In the entries below, return only the line containing "Target: crowd of people" and those after it, exactly, through the last line.

== Records provided ==
# # # #

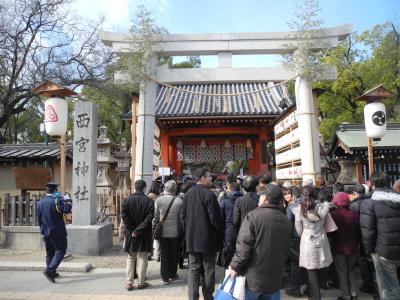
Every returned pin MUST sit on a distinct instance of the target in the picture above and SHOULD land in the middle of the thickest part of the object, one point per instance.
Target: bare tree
(42, 40)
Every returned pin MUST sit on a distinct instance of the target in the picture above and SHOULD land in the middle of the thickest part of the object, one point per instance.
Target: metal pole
(62, 166)
(370, 157)
(46, 140)
(133, 141)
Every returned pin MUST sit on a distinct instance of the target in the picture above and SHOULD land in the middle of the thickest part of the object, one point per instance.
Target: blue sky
(206, 16)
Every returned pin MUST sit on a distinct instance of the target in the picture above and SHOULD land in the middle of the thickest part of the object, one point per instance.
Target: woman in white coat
(315, 253)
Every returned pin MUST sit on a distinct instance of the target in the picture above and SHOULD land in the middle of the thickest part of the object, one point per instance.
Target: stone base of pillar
(22, 238)
(89, 240)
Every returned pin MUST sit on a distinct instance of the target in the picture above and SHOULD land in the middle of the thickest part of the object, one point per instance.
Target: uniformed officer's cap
(52, 184)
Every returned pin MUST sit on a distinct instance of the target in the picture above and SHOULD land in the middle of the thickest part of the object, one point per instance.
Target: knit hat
(341, 199)
(273, 192)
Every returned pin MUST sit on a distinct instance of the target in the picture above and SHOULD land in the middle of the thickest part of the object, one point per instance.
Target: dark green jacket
(262, 248)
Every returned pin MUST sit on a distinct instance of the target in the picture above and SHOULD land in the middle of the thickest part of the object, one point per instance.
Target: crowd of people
(315, 233)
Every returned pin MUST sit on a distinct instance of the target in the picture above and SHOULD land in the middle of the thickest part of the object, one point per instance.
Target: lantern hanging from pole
(203, 144)
(375, 119)
(227, 144)
(248, 144)
(56, 116)
(179, 144)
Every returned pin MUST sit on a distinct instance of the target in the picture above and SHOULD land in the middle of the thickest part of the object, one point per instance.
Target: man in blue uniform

# # # #

== Exercise solution ==
Target: crowd of people
(315, 233)
Every returned pin MUST sit on a distinct instance of the target in the picture above and SHOULD land in the middle of the thickest part of the object, one point per instance.
Target: lantern hanging from pole
(203, 144)
(375, 119)
(227, 144)
(248, 144)
(56, 116)
(179, 144)
Every returned pin MUST sit on a distinct instance of the target in the picture above and SHOULD land in the middle of the thickest part of the object, one point per instance.
Target: man in blue uniform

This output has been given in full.